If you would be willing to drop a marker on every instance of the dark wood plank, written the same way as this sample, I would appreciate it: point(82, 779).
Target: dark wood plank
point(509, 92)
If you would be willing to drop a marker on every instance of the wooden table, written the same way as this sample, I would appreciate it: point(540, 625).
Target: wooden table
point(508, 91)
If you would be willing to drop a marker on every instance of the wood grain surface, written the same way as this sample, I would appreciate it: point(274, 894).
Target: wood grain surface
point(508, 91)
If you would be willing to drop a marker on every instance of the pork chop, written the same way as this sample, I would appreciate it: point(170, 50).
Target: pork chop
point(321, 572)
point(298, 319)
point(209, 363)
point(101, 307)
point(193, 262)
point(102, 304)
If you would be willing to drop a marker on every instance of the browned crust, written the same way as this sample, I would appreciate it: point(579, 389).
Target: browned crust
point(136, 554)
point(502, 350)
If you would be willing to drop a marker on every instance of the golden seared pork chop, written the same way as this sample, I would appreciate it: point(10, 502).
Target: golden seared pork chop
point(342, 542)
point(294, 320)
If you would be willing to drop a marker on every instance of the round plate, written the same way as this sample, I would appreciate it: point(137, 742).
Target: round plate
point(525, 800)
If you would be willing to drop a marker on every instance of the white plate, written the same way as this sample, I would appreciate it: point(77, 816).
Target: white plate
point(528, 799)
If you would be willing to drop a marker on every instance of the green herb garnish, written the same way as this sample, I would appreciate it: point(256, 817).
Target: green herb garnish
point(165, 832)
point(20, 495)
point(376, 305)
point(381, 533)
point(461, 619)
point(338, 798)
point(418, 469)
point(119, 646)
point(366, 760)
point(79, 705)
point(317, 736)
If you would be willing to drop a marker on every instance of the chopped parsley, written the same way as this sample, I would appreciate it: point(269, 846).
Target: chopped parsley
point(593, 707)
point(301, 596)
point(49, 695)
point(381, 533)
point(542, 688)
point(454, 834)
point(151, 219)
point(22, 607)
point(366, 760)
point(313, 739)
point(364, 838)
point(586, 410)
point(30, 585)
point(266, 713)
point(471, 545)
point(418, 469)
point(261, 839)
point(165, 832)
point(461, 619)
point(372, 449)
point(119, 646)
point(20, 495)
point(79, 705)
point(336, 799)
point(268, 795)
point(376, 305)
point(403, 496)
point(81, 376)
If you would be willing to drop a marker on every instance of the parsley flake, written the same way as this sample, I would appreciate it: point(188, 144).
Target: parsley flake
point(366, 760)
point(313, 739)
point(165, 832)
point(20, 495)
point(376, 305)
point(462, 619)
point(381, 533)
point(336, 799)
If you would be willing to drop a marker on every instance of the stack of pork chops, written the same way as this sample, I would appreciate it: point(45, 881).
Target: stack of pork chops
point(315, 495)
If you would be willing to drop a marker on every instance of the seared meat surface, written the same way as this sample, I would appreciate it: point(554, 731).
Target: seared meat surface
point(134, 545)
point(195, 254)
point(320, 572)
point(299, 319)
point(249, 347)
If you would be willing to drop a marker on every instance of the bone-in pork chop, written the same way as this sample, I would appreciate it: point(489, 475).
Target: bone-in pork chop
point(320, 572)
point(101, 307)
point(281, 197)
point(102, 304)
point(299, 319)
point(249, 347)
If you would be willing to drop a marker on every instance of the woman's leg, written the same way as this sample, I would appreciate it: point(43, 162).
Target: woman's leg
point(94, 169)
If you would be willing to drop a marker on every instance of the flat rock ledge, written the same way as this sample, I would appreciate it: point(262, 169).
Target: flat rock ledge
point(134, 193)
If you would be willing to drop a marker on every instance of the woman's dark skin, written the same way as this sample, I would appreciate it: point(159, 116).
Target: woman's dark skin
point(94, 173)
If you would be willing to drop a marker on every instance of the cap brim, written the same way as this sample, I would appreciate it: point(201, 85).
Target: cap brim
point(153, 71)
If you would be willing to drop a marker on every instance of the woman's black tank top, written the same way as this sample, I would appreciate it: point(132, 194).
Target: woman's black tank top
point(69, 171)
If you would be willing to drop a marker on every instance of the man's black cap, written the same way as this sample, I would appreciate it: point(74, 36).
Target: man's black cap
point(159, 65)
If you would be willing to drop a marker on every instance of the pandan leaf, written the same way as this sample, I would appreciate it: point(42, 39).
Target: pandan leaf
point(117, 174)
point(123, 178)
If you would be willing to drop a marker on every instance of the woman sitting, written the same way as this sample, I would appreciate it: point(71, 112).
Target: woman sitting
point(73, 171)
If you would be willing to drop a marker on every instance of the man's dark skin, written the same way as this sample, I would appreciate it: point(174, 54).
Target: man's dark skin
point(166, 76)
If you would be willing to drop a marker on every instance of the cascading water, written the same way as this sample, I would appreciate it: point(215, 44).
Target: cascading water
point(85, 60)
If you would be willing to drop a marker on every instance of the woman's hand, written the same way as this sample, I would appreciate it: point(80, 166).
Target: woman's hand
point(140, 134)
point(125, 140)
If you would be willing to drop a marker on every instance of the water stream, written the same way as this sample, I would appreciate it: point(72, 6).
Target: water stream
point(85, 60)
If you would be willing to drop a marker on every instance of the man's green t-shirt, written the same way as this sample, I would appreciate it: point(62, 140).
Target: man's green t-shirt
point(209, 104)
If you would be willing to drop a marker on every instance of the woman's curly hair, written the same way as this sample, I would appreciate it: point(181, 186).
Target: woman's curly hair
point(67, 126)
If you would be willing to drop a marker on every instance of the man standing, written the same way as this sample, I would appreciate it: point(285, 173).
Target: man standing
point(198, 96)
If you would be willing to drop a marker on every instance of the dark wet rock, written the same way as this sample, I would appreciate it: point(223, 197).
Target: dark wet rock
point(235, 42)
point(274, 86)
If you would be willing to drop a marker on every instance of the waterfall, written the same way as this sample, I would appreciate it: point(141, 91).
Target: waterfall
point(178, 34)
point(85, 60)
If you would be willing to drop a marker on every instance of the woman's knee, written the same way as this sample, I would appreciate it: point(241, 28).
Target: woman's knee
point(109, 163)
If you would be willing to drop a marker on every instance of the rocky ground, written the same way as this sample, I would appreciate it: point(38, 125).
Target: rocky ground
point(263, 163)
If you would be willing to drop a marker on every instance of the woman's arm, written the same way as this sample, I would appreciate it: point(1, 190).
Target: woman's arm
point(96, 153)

----

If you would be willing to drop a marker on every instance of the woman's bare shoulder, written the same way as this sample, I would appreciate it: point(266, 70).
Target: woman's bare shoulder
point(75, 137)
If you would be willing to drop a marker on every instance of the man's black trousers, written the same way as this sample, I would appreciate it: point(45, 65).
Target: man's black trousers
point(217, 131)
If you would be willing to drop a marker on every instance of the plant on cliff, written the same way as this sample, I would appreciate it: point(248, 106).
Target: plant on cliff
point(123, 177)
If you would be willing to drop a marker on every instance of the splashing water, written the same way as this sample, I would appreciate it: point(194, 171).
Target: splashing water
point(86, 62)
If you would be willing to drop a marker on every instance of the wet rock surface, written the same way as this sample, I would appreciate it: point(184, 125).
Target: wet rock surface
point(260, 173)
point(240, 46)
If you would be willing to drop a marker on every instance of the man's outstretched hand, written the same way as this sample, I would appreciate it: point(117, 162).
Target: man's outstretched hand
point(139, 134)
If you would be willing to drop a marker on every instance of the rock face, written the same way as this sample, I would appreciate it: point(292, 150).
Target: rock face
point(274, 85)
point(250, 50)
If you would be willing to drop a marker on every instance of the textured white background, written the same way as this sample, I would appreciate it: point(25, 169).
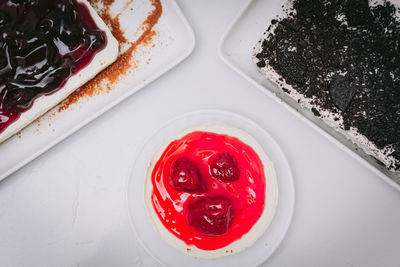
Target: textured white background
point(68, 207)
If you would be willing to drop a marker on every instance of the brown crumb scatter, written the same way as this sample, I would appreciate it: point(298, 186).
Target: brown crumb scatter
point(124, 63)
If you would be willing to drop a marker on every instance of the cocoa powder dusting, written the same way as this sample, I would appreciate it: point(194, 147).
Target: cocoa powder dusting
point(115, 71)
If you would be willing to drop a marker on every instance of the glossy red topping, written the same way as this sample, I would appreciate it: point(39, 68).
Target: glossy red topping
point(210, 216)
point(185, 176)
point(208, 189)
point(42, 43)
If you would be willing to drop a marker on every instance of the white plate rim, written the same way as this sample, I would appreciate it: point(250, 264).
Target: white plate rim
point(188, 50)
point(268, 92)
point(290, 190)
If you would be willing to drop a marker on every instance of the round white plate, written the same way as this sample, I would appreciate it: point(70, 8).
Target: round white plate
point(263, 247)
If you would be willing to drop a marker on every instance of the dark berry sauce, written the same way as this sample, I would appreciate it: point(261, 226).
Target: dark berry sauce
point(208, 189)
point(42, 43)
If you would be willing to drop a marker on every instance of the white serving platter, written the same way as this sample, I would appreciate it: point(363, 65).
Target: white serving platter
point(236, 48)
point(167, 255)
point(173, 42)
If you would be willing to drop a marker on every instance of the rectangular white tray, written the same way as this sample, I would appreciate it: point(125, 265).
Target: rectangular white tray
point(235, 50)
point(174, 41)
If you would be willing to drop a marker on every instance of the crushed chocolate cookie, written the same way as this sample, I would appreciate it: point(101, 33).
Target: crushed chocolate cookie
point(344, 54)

----

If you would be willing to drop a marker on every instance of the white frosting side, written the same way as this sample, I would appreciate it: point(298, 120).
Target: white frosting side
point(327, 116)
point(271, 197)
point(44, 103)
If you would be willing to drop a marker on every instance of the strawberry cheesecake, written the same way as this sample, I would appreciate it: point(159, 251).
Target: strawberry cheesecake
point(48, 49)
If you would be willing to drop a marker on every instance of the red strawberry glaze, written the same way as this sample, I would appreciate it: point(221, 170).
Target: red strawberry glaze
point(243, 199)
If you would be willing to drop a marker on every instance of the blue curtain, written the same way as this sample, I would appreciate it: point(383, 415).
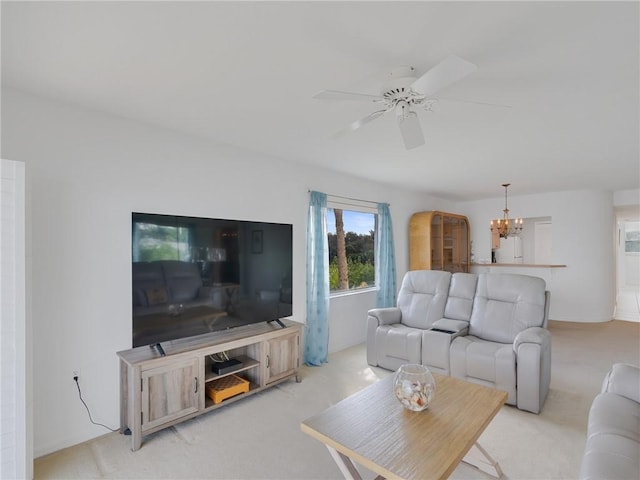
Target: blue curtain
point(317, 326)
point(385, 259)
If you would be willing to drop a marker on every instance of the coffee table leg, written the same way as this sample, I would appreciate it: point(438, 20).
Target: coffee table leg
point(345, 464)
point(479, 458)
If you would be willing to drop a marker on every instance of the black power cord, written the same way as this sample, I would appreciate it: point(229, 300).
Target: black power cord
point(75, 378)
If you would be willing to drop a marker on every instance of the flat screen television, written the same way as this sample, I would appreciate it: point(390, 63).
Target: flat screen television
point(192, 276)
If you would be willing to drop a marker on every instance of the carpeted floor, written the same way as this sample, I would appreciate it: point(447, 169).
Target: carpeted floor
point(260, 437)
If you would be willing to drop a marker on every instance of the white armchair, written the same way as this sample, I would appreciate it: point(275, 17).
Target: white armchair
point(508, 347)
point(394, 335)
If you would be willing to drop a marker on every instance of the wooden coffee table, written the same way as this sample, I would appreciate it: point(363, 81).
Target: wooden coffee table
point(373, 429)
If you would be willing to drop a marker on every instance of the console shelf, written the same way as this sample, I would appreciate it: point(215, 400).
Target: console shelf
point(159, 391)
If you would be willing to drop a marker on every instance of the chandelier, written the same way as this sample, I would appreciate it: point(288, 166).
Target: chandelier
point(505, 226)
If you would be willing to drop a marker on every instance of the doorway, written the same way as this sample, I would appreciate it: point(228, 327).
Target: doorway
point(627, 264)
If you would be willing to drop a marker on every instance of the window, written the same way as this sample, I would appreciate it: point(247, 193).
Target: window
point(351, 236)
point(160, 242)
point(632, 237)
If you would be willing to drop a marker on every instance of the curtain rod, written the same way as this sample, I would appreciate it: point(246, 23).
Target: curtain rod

----

Your goal: After locating the line with "it: point(250, 264)." in the material above, return it and each line after it exactly, ending at the line with "it: point(261, 226).".

Response:
If you would be willing to drop a marker on every instance of the white plate rim, written the same way as this sample, I would appreciate it: point(250, 264).
Target: white plate rim
point(188, 50)
point(268, 92)
point(290, 190)
If you would be willing to drop a marker on every instance of the round white plate, written the same way as this sample, I would appreciate it: point(70, 8).
Target: round white plate
point(263, 247)
If you would be willing to drop a marker on every instance of the dark berry sauce, written the same way as this sample, I would appreciate it: point(261, 226).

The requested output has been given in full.